Instruction:
Find every line of the data below that contains the string "hand" and copy each one out in full.

Provided records:

+ + + +

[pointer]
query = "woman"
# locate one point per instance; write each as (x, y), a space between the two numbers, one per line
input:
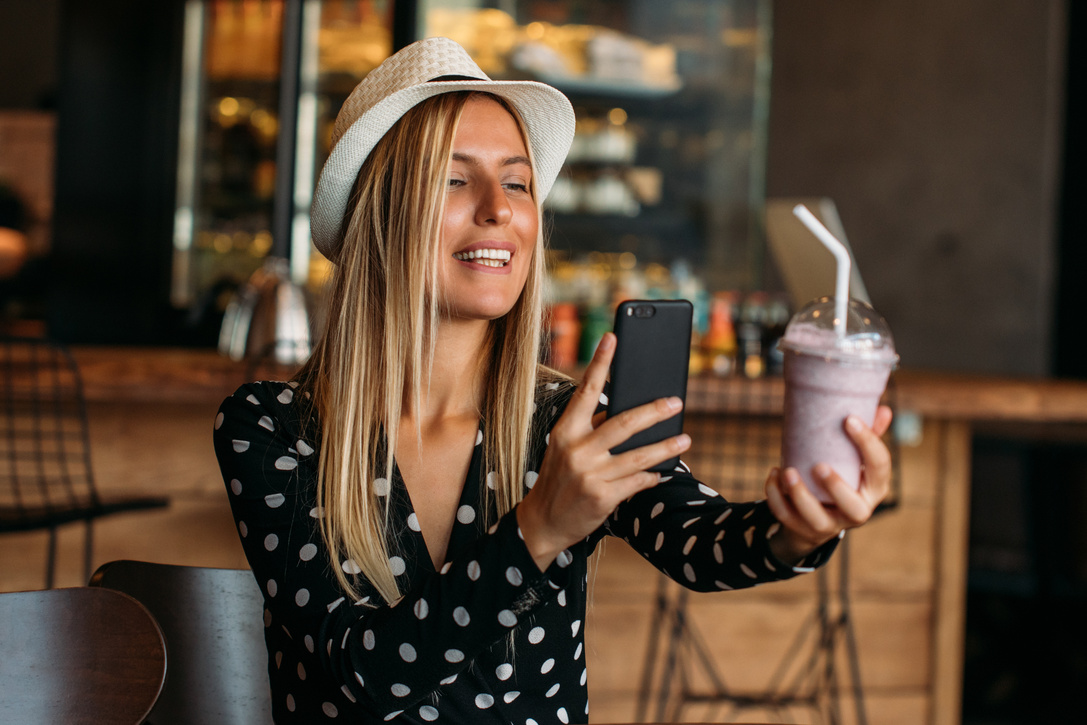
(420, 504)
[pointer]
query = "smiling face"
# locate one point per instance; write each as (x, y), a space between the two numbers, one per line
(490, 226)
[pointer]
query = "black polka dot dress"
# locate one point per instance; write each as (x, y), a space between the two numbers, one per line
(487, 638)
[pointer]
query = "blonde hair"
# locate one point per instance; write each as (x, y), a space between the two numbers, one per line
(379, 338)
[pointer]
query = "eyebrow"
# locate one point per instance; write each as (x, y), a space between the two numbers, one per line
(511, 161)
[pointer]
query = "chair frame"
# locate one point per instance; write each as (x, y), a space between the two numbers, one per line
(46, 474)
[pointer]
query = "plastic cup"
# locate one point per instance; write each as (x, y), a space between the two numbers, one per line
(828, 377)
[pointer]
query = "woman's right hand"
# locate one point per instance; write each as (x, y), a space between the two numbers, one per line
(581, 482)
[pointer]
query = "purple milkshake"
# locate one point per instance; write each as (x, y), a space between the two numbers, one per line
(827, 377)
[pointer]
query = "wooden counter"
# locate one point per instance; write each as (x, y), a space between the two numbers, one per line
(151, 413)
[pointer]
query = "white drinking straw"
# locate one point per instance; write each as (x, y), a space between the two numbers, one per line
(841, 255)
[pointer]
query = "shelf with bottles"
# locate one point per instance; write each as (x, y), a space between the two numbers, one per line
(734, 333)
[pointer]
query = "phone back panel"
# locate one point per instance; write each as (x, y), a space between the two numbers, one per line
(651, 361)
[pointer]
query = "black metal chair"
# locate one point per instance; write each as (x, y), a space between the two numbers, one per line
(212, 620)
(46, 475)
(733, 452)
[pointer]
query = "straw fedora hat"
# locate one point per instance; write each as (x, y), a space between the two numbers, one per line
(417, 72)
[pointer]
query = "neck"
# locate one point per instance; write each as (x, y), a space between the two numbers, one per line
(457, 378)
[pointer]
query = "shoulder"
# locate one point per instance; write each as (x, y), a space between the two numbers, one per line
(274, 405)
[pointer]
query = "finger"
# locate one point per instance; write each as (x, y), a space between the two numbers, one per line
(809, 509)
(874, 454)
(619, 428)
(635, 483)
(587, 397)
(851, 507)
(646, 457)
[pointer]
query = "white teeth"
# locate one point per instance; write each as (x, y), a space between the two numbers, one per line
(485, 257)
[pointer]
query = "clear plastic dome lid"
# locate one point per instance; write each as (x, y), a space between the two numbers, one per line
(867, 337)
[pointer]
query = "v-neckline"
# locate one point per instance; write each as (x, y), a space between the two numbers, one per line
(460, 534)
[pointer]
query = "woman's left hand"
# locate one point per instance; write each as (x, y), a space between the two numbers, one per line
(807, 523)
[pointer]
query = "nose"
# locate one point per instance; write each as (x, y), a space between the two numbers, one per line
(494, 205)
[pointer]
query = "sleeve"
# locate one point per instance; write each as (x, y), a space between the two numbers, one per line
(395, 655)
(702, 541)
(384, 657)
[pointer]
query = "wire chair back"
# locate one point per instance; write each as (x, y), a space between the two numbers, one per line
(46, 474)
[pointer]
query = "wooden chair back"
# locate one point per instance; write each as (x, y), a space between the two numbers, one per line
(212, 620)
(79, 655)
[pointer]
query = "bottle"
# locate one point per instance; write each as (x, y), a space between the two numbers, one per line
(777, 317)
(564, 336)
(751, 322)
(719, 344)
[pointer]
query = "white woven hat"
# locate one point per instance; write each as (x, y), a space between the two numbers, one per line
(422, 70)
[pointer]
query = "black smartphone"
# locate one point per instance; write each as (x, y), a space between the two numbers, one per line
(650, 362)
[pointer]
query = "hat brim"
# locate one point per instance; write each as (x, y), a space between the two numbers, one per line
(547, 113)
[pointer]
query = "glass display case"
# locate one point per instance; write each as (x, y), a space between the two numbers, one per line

+ + + +

The answer:
query = "woman's right hand"
query = "woman's left hand"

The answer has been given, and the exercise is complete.